A 30-year-old Beaufort woman arrested after for attempting to shoot an official of a Charleston private school was ordered to be committed to a federal psychiatric institution in Texas, according to U.S. Attorney Bill Nettles.

Alice Boland was arrested at Ashley Hall on Feb. 4, 2013 on state charges, but a federal grand jury charged her with making a false statement in order to purchase a firearm, illegally possessing a firearm given her status as a person who had been previously committed to a mental institution or who had been adjudicated as mentally incompetent, possession of a firearm in a school zone, and the attempted discharge of a firearm in a school zone, Nettles said in a statement.

“By order of the United States District Court for the Northern District of Texas, Alice Boland was civilly committed to the custody of the Attorney General pursuant to 18 U.S.C. § 4246(d), after the court found by clear and convincing evidence that she is presently suffering from a mental disease or defect as a result of which her release would create a substantial risk of bodily injury to another person or serious damage to property of another,” Nettles said in a statement released to the media.

The recent ruling followed a court-ordered psychiatric examination, the details of which have been sealed. Because the records have been sealed, Nettles said he is unable to release additional information about the case.

The charges against Boland are still pending, and will remain pending unless and until a court finds that she is no longer suffering from a mental disease or defect as a result of which her release would create a substantial risk of bodily injury to another person or serious damage to property of another, Nettles said.

On Feb. 4, 2013, Charleston Police Department investigators say Boland pointed a loaded handgun at an Ashley Hall school official and pulled the trigger multiple times. The .22-caliber pistol, which Boland purchased illegally just three days earlier in Walterboro, never fired because there was no bullet in the chamber.

• [EXERCISE]
Please write out the article's passage between "The recent ruling" and "about the case.", inclusive, swapping "sealed" for "withheld". The listing that comes next is separate material with no connection to the article.

Point localization listing:

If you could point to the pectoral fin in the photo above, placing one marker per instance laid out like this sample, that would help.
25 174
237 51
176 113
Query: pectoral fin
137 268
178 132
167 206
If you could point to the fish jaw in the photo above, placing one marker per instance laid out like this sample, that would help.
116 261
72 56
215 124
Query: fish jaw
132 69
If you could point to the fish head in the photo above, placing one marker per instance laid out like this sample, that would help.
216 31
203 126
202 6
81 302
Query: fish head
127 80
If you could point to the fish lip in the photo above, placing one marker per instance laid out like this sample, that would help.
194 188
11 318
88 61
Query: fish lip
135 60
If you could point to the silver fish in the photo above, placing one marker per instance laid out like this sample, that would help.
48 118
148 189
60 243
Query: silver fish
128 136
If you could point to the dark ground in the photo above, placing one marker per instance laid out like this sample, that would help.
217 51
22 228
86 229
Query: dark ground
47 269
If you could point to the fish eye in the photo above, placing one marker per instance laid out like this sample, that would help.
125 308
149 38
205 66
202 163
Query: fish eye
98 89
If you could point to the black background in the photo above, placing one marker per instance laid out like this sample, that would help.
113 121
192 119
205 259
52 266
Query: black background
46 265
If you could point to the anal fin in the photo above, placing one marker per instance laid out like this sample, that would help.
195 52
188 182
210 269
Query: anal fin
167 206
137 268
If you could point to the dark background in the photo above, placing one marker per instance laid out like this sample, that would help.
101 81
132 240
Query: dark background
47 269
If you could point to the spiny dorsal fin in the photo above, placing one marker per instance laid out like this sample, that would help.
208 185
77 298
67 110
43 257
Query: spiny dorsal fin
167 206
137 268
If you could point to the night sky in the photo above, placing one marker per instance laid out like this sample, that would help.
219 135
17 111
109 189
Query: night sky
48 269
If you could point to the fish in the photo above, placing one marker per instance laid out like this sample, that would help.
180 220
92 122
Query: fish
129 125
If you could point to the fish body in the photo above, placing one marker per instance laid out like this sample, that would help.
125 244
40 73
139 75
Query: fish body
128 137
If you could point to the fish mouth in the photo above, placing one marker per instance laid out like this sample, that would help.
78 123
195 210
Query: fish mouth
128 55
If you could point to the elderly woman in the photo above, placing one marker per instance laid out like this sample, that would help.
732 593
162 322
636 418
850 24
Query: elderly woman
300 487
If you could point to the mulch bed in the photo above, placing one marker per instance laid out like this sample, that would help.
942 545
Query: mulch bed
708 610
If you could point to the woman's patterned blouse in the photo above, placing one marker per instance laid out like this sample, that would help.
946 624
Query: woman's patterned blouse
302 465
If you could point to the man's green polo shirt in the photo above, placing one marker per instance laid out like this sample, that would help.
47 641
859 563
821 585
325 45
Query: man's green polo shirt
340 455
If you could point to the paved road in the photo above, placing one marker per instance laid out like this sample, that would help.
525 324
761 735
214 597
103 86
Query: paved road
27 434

• [ANSWER TO THIS TASK]
The recent ruling followed a court-ordered psychiatric examination, the details of which have been withheld. Because the records have been withheld, Nettles said he is unable to release additional information about the case.